Page excerpt:
* * *

What does it mean to be an animated corpse? Well, from a Buddhist perspective, the first step to enlightenment is realizing that's a fair description of ALL of us. And I don't think I have to endorse that extreme of a statement to understand that realizing that one is not (just) one's body is a big step, an important one.

On the other hand, as you say for these evangelical women, I do worry, lest it lapse into gnosticism, not because I don't like gnosticism, but because it just seems another denial and embarrassment - you've had problems (brought on you by men) with your body? Then just deny that, deep down, you have anything to do with your body! I'd think it preferable to come to a healthy relationship with one's embodied self (and, to be fair, I think that's what Buddhism shoots for, even if some of the beginner's meditations are pretty mortifying).

As for Victoria, I wanted there to be some small collateral upside to being a corpse: she can be as violent as she wants, she can eat and drink all those naughty things, she can finally sit and read. Of course, except maybe for the reading (which she shares with Catherine), all of that probably is just another kind of indulgence. But it does feel good for her, finally, to have some control and not have to be the prim and proper, self-denying wife. My favorite line I've probably ever written is when she says later, however, "It's funny, the things you miss when you're dead." And she's not referring to sexuality (as a man surely would in the same situation, to be honest), but to the ability to weep -- the ability to feel emotions in one's body as well as in one's mind, to let the sobs just hurt one physically, so one can get rid of that pain. And the flipside of that is that she finally learns to laugh again - physically, literally relearning the action of her muscles and breathing, but obviously metaphorically and inwardly as well.

* * *

In the page excerpt about Victoria, what ability is she referring to when she says, "It's funny, the things you miss when you're dead"? These lines have no connection to the page excerpt.

[Saved data]
* * *

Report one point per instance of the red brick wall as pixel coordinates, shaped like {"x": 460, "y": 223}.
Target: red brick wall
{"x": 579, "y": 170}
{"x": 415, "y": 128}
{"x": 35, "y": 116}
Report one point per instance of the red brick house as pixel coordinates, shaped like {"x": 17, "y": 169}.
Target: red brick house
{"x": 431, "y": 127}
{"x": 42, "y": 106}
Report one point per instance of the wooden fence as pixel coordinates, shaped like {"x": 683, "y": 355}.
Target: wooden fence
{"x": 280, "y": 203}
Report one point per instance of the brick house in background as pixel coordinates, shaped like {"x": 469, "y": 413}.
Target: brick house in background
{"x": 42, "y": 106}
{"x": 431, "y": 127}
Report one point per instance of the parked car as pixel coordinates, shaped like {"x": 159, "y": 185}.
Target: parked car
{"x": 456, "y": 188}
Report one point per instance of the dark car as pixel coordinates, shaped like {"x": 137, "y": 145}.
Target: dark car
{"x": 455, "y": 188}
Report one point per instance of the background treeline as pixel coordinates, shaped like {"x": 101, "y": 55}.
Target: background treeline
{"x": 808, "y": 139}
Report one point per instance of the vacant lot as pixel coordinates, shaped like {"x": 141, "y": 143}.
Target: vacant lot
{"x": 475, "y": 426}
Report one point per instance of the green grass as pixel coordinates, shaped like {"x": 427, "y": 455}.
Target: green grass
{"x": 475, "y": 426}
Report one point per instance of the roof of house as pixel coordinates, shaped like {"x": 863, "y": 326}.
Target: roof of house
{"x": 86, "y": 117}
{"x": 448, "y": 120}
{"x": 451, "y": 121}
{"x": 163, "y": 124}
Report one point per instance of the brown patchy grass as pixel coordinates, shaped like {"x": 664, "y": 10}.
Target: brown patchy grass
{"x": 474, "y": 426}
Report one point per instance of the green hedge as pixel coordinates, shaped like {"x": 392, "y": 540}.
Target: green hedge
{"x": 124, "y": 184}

* * *

Exercise result: The ability to weep.